## Instructions to follow
Which lines in the rows below contain the string "reflection"? Report every such line in full, and treat case as significant.

## Listed records
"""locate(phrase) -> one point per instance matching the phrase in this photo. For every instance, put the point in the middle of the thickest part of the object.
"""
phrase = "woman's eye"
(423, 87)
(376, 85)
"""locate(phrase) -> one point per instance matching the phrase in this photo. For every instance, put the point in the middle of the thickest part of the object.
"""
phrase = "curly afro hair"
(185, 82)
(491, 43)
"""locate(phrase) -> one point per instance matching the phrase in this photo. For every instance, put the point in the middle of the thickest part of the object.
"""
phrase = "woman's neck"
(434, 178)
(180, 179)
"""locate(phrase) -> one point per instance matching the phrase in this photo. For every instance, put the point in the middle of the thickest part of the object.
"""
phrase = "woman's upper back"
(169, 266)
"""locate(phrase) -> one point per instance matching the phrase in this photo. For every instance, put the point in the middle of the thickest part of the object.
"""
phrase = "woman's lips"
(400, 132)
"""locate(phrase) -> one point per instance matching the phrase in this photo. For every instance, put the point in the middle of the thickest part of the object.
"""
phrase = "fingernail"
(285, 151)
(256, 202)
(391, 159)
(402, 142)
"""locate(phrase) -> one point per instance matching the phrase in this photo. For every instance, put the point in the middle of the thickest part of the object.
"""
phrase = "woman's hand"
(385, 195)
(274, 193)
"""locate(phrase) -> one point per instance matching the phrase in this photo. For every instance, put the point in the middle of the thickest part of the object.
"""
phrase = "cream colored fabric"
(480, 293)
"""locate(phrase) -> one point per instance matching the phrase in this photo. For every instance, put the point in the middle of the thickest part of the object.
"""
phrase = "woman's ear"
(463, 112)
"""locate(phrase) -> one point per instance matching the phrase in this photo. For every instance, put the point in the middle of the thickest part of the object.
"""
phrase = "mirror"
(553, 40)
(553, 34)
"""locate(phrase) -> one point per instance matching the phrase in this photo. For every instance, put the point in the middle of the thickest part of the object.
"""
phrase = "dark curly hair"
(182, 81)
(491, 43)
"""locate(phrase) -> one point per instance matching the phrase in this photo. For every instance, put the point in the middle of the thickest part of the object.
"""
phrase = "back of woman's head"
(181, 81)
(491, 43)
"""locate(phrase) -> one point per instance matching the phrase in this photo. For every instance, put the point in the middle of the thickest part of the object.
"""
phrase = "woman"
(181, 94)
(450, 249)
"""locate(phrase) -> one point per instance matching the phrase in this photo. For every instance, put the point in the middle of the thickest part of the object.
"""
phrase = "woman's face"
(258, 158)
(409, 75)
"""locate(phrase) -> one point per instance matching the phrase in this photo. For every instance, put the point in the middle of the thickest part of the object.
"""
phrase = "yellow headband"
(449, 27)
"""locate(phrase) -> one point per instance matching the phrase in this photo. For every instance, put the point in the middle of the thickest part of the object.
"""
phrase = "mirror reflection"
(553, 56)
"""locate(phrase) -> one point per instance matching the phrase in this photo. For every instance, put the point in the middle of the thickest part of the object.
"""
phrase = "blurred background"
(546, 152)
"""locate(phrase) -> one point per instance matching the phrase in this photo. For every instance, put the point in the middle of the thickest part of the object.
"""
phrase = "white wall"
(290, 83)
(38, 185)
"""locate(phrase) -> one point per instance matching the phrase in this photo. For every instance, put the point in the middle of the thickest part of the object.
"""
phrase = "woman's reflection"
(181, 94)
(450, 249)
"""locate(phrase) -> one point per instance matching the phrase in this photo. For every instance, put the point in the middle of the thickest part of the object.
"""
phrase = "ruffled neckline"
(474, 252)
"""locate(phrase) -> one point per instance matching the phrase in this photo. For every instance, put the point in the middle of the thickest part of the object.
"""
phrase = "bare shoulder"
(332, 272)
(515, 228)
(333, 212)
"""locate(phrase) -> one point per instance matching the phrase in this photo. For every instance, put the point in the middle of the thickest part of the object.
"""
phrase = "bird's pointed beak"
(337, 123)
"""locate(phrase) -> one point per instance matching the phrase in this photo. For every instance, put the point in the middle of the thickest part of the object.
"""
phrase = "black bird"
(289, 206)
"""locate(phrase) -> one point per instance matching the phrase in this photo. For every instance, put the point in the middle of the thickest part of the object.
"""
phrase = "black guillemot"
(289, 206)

## Completed exercise
phrase = "mirror reflection"
phrase = "woman's reflection"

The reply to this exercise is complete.